-- START OF QUOTED TEXT --
# Romex stackers



## samgregger (Jan 23, 2013)

There's some pretty NM in this thread - http://www.electriciantalk.com/f9/service-panel-organizational-skills-99449/


----------



## 99cents (Aug 20, 2012)

samgregger said:


> There's some pretty NM in this thread - http://www.electriciantalk.com/f9/service-panel-organizational-skills-99449/


Not really what I'm looking for. The normal hack way of doing it is to just bundle them up in 2" PVC straps but that aint gonna fly. I need an approved method of support.

I could use these but we would go through a million of them. I once saw a photo on this site of a metal stick (not a very technical description...) with tabs on it (I think...) used to stack cable. Can't find it though.


----------



## macmikeman (Jan 23, 2007)

2''x2'' furring strips with tie wraps. Run horizontal above the panel. They make zip ties with a round end piece that you run a screw thru to secure it to the surface. Bundling starts at 9 current carrying conductors for romex in USA, haven't got a clue about your code requirements on it. I put two or three cables thru each tie wrap.


----------



## Mouser (May 4, 2011)

search for "Colorado Jim" Cable Support from Erico.


----------



## 99cents (Aug 20, 2012)
-- END OF QUOTED TEXT --
-- START OF RECORDS FOR THE EXERCISE --
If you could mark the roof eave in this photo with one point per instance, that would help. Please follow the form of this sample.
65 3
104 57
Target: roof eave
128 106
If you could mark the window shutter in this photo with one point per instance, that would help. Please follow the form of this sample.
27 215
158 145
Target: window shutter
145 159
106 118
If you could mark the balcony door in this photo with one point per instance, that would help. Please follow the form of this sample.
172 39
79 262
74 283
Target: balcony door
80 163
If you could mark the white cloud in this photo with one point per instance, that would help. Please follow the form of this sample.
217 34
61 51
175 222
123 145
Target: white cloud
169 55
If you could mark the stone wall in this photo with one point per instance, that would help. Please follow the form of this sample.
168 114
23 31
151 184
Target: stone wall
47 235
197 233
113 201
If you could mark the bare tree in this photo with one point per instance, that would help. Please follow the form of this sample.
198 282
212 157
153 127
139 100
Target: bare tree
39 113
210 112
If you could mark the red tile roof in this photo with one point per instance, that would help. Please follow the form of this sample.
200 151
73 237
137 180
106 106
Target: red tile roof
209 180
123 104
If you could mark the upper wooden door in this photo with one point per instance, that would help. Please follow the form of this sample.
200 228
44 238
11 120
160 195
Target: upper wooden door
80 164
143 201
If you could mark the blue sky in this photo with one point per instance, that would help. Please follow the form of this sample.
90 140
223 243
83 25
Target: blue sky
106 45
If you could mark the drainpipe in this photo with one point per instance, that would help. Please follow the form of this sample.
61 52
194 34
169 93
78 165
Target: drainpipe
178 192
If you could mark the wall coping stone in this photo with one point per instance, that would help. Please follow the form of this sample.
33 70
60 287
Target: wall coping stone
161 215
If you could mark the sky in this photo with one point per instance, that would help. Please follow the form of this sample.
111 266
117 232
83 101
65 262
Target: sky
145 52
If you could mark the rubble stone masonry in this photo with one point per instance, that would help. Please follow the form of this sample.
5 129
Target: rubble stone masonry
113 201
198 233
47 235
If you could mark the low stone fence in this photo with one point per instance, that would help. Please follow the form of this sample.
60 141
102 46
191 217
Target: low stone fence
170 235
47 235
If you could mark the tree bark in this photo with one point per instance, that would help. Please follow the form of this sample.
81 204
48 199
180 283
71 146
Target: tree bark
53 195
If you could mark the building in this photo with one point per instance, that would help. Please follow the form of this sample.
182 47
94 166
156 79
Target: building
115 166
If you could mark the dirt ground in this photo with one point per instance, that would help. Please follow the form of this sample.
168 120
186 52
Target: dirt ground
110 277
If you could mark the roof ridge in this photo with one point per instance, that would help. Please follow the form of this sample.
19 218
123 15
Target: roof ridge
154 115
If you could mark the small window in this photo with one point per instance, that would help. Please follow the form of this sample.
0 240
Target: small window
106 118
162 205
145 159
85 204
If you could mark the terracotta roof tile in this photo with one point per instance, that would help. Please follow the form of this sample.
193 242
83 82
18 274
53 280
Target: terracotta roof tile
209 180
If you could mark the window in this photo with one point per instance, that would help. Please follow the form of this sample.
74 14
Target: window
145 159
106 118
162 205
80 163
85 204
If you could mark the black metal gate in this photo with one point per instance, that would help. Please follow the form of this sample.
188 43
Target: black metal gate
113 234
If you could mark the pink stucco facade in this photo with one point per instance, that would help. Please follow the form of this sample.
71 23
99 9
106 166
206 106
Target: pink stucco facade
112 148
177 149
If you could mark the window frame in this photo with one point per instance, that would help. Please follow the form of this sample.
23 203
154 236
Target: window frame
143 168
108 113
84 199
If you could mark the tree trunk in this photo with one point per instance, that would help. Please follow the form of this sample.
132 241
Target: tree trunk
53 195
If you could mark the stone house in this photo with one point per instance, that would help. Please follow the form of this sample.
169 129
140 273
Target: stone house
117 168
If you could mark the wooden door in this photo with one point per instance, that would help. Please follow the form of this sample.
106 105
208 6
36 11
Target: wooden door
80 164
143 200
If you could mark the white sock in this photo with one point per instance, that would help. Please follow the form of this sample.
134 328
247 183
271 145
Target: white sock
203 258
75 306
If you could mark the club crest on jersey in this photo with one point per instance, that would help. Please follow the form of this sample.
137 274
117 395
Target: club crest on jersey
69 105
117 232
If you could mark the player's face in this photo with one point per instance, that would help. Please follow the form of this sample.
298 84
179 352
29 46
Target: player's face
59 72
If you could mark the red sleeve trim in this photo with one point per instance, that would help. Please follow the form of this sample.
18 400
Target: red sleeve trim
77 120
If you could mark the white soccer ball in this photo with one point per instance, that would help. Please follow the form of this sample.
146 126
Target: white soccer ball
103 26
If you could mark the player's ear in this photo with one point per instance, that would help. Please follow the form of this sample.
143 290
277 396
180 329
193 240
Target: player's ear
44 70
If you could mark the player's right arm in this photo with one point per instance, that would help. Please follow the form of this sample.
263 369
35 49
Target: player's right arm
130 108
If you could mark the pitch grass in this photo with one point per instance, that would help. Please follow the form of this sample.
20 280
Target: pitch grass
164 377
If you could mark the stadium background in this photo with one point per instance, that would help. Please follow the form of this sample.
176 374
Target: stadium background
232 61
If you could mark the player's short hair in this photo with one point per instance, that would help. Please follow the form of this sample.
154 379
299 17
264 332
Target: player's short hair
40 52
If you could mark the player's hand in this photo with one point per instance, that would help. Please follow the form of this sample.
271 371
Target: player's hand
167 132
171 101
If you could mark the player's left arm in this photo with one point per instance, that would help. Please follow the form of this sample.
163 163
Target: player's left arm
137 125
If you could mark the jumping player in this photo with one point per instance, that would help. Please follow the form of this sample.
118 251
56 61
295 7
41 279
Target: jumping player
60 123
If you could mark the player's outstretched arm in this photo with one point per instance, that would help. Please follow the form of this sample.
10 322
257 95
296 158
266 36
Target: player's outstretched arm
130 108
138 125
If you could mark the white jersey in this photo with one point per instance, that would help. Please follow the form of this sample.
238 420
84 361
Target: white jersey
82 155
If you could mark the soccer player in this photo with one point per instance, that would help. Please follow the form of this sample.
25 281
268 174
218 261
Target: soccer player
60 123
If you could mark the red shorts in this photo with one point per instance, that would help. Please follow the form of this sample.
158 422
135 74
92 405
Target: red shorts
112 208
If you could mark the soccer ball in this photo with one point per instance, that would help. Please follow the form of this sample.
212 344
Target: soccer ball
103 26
-- END OF RECORDS FOR THE EXERCISE --
### TASK LIST
1. Rewrite the part of the forum thread that opens with the words "I could use" and closes with "(Jan 23, 2007)", switching "metal" to "steel".
2. Pull out each line of the records that contains the string "soccer".
The forum thread and the records have no connection to each other.

### RESPONSES TO THE TASKS
1.
I could use these but we would go through a million of them. I once saw a photo on this site of a steel stick (not a very technical description...) with tabs on it (I think...) used to stack cable. Can't find it though.


----------



## macmikeman (Jan 23, 2007)

2.
If you could mark the white soccer ball in this photo with one point per instance, that would help. Please follow the form of this sample.
Target: white soccer ball
If you could mark the soccer player in this photo with one point per instance, that would help. Please follow the form of this sample.
Target: soccer player
If you could mark the soccer ball in this photo with one point per instance, that would help. Please follow the form of this sample.
Target: soccer ball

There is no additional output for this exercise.